Task input -
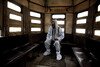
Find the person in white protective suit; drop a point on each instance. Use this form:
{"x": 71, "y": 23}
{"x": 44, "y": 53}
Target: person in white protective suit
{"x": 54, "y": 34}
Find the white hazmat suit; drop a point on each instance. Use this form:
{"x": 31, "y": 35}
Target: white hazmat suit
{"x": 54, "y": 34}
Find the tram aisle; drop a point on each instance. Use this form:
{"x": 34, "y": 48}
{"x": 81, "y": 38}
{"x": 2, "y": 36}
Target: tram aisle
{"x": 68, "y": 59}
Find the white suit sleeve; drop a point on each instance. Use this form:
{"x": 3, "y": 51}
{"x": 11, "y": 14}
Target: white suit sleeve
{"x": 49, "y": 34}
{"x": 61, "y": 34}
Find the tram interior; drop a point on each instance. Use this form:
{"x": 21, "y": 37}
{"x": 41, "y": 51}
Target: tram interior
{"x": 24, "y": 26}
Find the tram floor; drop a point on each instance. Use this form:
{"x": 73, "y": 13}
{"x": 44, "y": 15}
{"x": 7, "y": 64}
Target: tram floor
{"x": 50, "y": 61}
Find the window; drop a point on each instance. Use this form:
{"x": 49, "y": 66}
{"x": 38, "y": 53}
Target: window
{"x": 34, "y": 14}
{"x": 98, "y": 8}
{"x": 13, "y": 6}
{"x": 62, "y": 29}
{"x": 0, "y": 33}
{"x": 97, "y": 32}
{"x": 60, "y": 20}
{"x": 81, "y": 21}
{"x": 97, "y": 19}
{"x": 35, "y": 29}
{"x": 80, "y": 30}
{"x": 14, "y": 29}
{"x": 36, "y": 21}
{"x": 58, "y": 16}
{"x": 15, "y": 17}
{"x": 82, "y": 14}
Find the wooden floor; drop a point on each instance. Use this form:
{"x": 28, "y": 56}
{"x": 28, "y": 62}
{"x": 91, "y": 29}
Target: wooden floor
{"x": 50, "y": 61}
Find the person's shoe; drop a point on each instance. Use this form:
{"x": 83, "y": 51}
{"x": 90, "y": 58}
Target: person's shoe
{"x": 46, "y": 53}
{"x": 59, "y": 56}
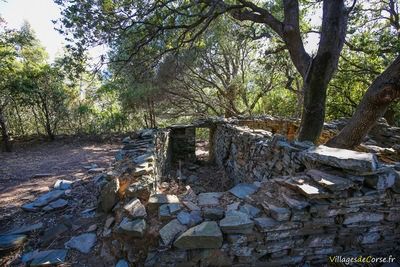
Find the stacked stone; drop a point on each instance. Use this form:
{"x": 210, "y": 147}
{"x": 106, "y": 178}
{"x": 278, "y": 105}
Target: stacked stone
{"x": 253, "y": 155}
--
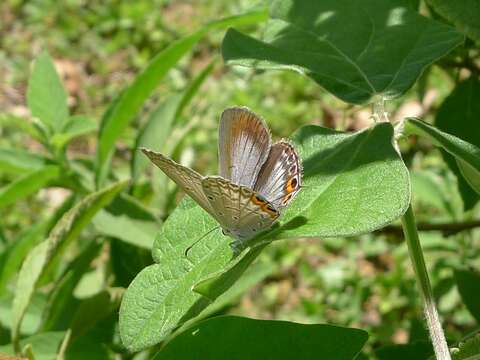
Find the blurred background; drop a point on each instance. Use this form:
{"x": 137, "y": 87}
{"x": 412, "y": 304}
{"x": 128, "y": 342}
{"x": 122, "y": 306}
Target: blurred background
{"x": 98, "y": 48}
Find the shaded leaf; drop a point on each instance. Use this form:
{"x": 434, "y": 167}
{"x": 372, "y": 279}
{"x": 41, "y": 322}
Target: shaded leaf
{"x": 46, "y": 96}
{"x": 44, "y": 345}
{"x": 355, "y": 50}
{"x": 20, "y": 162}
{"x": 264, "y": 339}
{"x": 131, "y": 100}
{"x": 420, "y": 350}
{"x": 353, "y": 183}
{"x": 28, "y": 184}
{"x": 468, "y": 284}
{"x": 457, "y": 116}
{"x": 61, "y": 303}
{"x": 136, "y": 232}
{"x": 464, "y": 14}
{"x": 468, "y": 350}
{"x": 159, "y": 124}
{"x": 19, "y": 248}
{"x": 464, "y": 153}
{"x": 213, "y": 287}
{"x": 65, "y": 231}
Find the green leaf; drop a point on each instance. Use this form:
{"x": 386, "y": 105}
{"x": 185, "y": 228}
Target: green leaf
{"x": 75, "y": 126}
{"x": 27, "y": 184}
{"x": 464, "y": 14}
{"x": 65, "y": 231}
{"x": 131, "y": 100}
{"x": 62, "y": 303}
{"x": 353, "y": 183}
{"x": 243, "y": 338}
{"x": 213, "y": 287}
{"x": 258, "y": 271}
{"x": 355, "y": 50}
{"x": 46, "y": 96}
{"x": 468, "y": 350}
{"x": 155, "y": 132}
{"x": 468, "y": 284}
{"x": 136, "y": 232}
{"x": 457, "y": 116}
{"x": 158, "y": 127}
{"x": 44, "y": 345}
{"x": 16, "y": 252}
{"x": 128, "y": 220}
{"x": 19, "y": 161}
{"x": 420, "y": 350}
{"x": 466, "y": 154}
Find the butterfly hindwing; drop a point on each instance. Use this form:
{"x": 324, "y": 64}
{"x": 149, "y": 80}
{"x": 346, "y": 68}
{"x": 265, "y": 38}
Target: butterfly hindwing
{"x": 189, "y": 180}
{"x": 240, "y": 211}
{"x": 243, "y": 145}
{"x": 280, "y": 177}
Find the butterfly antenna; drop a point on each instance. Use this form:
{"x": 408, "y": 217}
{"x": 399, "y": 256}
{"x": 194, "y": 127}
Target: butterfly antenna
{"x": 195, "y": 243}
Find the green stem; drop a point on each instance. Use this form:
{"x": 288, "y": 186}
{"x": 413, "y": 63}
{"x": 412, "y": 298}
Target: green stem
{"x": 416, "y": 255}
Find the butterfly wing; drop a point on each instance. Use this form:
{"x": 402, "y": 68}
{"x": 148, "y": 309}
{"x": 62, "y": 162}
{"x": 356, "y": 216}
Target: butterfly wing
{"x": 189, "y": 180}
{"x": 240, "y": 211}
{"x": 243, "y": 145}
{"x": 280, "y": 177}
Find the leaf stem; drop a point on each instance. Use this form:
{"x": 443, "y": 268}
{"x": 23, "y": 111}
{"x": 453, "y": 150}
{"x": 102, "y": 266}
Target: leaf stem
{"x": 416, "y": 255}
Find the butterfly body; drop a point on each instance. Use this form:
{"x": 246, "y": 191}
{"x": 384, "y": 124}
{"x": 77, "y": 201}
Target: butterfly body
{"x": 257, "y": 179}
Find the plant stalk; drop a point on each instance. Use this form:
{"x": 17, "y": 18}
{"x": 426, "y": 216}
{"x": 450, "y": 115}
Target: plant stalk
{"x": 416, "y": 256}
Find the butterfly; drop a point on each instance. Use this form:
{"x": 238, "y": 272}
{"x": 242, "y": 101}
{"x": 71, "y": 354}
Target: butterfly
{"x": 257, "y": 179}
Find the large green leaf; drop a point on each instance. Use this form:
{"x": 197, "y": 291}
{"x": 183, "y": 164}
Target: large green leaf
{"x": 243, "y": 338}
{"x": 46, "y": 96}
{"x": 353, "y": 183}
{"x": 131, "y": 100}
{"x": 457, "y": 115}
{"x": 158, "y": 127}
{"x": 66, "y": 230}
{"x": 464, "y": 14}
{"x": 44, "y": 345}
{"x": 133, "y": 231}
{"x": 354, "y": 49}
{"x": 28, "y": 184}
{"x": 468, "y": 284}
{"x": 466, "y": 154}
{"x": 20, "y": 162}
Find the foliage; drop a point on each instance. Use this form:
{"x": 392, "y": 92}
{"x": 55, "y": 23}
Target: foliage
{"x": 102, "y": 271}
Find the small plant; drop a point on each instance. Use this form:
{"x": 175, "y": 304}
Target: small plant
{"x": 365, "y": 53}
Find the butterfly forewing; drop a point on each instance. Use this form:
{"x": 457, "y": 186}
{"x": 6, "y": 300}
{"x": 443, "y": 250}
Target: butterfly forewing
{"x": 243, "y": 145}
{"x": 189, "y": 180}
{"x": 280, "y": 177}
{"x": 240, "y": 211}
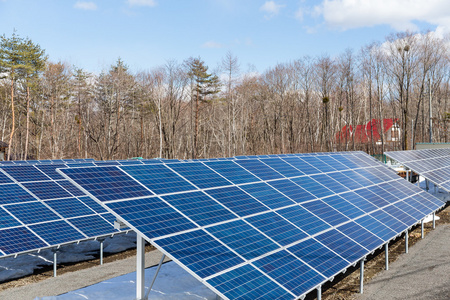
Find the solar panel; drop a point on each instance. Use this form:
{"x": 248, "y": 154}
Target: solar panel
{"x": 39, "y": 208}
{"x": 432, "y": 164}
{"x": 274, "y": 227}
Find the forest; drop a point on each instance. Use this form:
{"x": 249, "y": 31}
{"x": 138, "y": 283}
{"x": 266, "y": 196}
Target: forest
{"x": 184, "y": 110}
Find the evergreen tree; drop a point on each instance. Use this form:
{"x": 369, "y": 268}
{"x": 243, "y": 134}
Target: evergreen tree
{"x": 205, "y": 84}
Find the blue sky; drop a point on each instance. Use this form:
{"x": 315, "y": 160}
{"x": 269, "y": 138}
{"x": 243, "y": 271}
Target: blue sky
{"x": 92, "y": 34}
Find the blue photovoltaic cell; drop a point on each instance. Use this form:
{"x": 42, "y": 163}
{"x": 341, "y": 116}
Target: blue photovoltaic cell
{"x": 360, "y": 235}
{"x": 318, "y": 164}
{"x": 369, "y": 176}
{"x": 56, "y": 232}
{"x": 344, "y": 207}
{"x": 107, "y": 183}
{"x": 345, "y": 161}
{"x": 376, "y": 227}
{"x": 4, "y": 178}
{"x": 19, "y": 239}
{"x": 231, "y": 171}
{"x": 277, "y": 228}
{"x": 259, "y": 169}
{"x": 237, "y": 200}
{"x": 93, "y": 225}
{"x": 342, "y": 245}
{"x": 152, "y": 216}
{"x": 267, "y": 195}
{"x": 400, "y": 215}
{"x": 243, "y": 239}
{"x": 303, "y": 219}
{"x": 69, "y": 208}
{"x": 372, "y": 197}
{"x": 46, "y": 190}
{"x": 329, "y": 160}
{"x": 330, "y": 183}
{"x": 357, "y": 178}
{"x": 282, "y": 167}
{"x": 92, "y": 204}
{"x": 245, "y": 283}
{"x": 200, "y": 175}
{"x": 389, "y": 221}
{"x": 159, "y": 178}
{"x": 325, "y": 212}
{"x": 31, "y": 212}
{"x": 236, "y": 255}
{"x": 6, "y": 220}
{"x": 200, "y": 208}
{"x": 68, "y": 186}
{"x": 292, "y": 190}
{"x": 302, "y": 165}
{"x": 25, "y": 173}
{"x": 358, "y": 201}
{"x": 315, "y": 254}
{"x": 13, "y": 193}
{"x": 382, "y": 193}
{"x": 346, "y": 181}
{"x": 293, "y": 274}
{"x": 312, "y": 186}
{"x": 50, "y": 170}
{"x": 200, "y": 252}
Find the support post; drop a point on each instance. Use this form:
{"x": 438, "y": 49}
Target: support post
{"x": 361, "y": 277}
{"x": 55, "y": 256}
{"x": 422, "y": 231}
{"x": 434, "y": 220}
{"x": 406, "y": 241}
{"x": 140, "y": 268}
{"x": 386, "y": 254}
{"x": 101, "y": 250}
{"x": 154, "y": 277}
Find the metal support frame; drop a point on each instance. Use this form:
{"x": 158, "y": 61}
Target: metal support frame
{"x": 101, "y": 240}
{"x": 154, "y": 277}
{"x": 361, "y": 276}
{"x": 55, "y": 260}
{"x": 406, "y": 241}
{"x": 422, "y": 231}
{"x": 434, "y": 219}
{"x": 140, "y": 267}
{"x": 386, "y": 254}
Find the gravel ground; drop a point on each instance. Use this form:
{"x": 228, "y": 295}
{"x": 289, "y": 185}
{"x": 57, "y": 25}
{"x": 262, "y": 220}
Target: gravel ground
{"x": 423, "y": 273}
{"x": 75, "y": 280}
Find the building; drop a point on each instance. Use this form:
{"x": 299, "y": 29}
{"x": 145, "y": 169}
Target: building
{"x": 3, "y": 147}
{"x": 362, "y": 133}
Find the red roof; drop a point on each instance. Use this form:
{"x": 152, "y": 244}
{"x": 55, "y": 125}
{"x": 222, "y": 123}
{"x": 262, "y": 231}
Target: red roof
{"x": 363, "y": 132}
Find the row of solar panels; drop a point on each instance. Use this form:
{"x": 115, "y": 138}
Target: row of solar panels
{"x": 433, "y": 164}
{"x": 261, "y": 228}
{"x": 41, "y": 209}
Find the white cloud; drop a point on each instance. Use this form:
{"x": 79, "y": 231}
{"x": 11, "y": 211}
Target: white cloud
---
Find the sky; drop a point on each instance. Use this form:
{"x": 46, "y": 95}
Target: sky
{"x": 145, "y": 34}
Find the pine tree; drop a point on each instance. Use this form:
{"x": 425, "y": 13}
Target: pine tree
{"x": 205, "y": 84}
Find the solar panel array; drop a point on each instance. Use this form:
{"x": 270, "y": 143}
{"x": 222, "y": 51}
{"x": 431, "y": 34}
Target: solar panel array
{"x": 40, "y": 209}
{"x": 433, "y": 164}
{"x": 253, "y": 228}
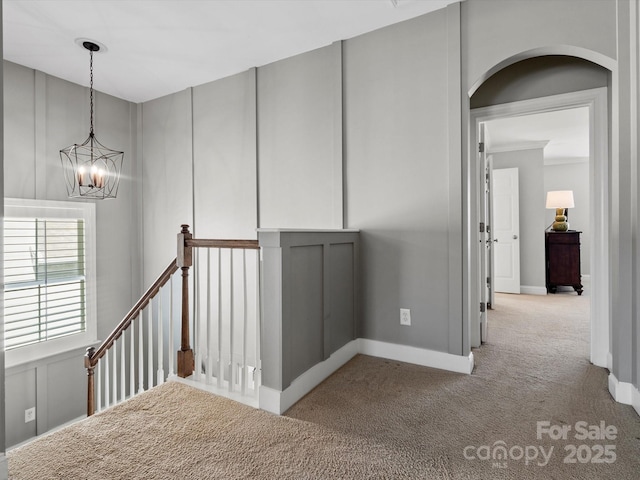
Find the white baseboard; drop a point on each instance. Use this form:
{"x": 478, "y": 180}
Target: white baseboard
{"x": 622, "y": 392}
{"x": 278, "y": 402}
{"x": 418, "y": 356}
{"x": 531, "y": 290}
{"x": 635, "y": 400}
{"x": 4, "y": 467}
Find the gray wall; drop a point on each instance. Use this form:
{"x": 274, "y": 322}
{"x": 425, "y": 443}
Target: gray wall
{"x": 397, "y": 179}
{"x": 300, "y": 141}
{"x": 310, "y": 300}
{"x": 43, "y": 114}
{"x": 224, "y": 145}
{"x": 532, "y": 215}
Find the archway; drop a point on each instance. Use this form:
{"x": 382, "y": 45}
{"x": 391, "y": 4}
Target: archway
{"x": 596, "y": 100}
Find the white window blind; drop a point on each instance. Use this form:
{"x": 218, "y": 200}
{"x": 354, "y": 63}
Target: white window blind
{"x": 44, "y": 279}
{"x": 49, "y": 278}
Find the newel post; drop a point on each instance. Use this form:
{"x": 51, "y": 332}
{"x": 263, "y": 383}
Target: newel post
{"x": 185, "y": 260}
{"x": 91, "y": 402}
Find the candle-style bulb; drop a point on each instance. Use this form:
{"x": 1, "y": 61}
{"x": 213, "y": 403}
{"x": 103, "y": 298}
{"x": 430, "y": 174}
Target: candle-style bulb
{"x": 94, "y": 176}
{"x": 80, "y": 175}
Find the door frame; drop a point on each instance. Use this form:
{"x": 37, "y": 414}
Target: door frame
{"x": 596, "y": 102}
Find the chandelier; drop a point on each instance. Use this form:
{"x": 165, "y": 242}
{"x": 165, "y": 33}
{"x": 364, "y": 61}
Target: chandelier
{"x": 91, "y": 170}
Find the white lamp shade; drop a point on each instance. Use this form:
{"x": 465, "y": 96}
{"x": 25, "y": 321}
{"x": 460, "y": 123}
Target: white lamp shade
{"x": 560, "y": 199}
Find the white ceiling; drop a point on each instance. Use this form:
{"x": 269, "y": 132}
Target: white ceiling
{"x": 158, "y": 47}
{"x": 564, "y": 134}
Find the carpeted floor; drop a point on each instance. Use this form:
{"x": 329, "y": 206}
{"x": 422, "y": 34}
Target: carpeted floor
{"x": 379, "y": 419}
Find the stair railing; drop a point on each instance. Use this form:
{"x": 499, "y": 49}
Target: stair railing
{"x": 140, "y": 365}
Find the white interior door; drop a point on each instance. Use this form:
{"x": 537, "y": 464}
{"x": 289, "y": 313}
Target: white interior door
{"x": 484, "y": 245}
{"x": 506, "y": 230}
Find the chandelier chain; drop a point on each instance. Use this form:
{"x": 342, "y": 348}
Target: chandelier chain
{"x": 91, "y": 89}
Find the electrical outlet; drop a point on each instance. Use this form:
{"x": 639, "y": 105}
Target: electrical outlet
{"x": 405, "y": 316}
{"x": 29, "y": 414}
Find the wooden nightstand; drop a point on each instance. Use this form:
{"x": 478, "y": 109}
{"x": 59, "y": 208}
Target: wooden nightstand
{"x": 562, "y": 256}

What to produce -
Select and copy every line of the data above that contains the string "tree".

Correct result -
Find the evergreen tree; drop a point on each instance. Use this form:
Target: evergreen tree
Find the pine tree; drop a point on each instance. Use this form:
Target: pine tree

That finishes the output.